** SHORT EXERCISE A **
In the records, edit the part that opens with the line containing "It would be wonderful if you could pinpoint every cupped" and closes with the line containing "[0,0,732,1100]" by replacing "swirl candy" with "spiral candy" and leaving all else unchanged. Give only those lines.

** EXTRACT TO READ **
-=-=-=-=-

I would first take care of everything in the parentheses.  Expand the first term: multiply the 5 by the 2x and then by the -1/2.  The second set of parentheses can just be removed: there is nothing that it has to be multiplied by.

Then I would group all the terms with x together and add/subtract them.

Then move all numerical terms to the other side and add/subtract them as necessary.

Then divide both sides by the numerical cooefficient of the x term.

5(2x - 1/2) + 5/2 + (x + 1/2) + x + 3x = 15.5         Given

10x - 5/2 + 5/2 + x + 1/2 + x + 3x = 15.5              Distributive Property

10x + x + x + 3x - 5/2 + 5/2 + 1/2 = 15.5              Commutative Property

10x + x + x + 3x + 0 + 1/2 = 15.5                         Inverse Property of Addition

10x + x + x + 3x + 1/2 = 15.5                               Identity Property of Addition

15x + 1/2 = 15.5                                                  Simplify (10 + 1 + 1 + 3 = 15)

-=-=-=-=-

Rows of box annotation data
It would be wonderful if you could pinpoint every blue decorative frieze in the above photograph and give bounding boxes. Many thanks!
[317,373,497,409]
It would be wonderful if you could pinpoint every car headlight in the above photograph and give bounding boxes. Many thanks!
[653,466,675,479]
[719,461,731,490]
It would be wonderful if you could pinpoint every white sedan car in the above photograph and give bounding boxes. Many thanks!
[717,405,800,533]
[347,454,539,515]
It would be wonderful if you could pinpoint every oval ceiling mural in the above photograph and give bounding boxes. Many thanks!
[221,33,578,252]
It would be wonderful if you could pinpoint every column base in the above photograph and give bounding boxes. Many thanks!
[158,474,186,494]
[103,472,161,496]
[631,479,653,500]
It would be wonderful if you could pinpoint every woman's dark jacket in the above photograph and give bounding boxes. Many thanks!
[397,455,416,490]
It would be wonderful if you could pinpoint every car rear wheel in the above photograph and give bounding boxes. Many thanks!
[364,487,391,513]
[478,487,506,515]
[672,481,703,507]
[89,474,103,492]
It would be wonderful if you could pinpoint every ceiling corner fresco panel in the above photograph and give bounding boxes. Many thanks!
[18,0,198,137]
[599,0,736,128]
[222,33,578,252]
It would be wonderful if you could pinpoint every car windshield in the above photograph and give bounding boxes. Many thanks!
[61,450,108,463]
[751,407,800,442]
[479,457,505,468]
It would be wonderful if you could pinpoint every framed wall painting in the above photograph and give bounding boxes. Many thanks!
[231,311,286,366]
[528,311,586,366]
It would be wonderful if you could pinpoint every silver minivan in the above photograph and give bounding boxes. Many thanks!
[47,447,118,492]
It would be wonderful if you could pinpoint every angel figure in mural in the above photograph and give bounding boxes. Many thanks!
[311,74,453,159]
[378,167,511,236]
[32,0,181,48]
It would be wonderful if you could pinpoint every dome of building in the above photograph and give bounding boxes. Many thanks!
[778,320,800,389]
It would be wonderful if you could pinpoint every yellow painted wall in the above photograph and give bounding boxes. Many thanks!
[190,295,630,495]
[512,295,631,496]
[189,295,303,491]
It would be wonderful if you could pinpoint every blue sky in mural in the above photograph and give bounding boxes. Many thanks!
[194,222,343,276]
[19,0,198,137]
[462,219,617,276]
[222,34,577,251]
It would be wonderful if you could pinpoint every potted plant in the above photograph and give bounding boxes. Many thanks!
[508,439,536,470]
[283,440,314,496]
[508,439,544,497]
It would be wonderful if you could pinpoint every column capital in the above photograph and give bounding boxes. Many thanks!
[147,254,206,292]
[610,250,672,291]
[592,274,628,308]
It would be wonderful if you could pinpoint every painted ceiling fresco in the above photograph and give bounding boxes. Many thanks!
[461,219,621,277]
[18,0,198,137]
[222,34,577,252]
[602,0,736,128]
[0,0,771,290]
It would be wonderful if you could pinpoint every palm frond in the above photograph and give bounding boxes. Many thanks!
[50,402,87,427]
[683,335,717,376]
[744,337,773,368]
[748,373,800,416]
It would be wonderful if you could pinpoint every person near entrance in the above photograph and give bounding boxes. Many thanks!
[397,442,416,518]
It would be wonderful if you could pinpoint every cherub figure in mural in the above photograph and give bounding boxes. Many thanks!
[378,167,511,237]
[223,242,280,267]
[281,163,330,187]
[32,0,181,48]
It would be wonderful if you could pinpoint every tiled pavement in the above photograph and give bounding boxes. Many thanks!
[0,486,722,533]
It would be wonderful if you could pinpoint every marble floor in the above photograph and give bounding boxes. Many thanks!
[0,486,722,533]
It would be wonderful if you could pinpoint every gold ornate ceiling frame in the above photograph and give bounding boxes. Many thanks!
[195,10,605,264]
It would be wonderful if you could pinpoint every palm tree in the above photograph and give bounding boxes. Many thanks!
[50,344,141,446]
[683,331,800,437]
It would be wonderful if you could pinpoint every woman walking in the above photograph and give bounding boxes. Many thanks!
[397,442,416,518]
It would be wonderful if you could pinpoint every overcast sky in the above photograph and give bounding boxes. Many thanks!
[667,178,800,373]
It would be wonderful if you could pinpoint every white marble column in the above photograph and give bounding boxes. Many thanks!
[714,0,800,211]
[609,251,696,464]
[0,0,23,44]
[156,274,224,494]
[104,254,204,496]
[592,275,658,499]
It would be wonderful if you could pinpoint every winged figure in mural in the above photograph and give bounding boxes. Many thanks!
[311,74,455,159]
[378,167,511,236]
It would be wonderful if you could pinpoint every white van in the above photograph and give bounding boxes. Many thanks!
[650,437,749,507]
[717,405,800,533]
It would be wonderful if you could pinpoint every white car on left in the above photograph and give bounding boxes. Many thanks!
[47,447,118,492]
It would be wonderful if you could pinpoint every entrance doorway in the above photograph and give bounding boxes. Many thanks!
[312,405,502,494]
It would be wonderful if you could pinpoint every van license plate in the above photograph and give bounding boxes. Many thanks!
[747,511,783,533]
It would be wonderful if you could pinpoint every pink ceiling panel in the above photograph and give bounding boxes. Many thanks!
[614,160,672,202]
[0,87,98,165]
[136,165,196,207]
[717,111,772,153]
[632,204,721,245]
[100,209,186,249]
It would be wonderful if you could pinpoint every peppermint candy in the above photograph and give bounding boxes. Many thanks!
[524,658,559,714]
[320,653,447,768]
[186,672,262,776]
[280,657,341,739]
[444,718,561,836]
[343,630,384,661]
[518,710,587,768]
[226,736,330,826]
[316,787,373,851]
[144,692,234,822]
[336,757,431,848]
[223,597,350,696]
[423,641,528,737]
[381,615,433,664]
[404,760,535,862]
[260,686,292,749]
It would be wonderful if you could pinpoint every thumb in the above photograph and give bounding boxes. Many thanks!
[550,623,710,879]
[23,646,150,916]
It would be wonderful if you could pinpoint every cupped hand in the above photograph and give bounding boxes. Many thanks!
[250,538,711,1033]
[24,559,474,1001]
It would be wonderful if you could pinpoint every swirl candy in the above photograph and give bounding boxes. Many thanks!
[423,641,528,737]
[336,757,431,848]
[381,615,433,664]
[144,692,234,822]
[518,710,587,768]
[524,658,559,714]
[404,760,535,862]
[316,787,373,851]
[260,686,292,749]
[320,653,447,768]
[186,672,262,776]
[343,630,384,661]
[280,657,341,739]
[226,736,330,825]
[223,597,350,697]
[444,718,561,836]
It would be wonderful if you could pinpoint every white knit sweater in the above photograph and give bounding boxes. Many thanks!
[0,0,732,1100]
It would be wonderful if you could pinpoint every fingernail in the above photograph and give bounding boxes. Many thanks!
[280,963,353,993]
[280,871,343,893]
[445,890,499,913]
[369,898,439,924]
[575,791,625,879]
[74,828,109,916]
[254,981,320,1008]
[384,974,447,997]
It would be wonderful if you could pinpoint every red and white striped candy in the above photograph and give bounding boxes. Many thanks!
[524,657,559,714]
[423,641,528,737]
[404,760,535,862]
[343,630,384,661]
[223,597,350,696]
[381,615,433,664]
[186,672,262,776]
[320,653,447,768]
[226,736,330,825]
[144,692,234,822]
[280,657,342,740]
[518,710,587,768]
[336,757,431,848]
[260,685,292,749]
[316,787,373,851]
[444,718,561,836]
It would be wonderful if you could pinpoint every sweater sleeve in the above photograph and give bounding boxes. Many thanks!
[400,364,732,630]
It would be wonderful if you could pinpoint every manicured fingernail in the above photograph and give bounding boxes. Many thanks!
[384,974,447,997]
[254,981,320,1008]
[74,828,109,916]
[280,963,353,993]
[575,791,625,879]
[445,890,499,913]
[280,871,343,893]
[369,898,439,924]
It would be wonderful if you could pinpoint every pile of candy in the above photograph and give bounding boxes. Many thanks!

-=-=-=-=-

** SHORT EXERCISE B **
Answer these questions on the algebra explanation:
(i) What does the explanation say to take care of first?
(ii) Which property is cited for the step that places all the x terms before the numerical terms?
(iii) What equation appears on the final line, labeled "Simplify"?

** FINAL RESULT A **
It would be wonderful if you could pinpoint every cupped hand in the above photograph and give bounding boxes. Many thanks!
[250,538,711,1033]
[24,559,474,1001]
It would be wonderful if you could pinpoint every spiral candy in the above photograph and give bounding boxes. Many thanks!
[423,641,528,737]
[336,757,431,848]
[381,615,433,664]
[144,692,234,822]
[518,710,587,768]
[524,658,559,714]
[404,760,535,862]
[316,787,373,851]
[260,686,292,749]
[320,653,447,768]
[186,672,262,776]
[343,630,384,661]
[280,657,341,739]
[226,736,330,825]
[223,597,350,697]
[444,718,561,836]
It would be wonderful if you could pinpoint every white knit sweater in the above photograph and give bounding boxes. Many thanks!
[0,0,732,1100]

** FINAL RESULT B **
(i) Everything in the parentheses.
(ii) The Commutative Property.
(iii) 15x + 1/2 = 15.5